→ PROVIDED MATERIAL:
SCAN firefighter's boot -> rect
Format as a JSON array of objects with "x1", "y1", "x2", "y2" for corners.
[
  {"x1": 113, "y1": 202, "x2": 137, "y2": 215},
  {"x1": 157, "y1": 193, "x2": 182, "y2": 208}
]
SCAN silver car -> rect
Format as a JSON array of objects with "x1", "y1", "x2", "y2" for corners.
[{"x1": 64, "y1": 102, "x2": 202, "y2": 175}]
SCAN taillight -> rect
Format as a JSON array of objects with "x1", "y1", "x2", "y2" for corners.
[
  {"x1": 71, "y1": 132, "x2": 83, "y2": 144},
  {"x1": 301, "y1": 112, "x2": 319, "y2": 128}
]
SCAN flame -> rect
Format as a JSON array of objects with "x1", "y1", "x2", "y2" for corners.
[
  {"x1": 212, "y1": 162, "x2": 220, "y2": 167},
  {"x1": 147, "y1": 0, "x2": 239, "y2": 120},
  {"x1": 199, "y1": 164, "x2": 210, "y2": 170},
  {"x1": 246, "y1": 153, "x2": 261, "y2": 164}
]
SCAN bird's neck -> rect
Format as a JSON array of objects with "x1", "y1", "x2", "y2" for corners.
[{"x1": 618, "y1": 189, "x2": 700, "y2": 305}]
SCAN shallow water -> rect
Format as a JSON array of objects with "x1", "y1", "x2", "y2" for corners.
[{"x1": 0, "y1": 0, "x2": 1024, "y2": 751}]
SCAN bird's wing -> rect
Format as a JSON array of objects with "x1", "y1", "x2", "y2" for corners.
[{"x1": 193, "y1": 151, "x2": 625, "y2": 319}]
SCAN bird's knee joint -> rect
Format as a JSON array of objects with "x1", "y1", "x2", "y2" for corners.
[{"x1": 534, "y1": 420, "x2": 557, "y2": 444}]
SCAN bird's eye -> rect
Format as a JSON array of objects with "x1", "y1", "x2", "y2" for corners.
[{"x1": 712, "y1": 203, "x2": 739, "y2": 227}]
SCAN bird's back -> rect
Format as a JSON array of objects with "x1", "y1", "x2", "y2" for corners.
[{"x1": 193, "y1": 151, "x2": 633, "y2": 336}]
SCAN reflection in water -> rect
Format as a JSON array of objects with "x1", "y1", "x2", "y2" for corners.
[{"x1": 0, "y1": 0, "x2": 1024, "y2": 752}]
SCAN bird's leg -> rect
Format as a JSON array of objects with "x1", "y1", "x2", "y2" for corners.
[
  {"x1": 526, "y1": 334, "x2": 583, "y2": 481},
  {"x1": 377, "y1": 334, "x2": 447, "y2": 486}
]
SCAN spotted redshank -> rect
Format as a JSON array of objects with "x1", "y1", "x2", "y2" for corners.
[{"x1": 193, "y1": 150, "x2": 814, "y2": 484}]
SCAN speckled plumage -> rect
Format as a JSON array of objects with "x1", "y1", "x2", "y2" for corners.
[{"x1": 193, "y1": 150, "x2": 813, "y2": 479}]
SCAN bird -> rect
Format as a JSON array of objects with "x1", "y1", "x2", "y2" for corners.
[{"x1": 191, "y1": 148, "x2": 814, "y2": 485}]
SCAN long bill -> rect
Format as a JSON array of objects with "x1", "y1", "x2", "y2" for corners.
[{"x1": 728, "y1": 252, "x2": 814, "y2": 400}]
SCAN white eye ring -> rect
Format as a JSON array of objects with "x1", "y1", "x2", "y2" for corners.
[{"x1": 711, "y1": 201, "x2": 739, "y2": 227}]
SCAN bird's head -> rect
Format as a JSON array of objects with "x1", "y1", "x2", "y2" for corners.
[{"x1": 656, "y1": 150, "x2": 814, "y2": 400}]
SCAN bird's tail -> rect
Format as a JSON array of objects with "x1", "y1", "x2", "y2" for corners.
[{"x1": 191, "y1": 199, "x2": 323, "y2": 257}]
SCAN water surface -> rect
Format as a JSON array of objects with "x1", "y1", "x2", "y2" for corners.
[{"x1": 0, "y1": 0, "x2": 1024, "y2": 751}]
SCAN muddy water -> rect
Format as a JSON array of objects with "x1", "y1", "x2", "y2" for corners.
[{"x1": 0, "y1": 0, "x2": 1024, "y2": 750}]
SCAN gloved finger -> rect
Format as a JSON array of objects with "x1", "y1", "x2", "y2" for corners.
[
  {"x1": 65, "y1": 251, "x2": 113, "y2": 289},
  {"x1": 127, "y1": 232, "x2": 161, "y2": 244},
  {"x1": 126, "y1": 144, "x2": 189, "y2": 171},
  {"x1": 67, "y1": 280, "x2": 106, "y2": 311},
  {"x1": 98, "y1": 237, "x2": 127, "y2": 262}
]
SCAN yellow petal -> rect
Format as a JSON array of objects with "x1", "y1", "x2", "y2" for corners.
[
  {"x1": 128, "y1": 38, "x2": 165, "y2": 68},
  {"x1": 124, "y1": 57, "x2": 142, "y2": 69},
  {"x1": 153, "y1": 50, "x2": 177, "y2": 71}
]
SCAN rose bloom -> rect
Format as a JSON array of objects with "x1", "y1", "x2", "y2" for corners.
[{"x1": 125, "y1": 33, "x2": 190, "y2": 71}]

→ GIVEN EXERCISE: Output the line that contains "SCAN gloved finger -> rect", followed by every later line in the listing, with no line omitted and none added.

→ RESPONSE:
SCAN gloved finger -> rect
Format as a JSON array of objects with "x1", "y1", "x2", "y2" for corners.
[
  {"x1": 65, "y1": 251, "x2": 113, "y2": 289},
  {"x1": 127, "y1": 232, "x2": 161, "y2": 244},
  {"x1": 126, "y1": 144, "x2": 189, "y2": 171},
  {"x1": 67, "y1": 280, "x2": 106, "y2": 311},
  {"x1": 98, "y1": 237, "x2": 127, "y2": 262}
]
SCAN yellow petal -> rect
Format as a JSON array of objects with "x1", "y1", "x2", "y2" for corners.
[
  {"x1": 128, "y1": 38, "x2": 165, "y2": 68},
  {"x1": 124, "y1": 57, "x2": 142, "y2": 69},
  {"x1": 153, "y1": 50, "x2": 177, "y2": 71}
]
SCAN rose bloom -> rect
Format as a JSON array of objects with "x1", "y1", "x2", "y2" for corners.
[{"x1": 125, "y1": 33, "x2": 190, "y2": 71}]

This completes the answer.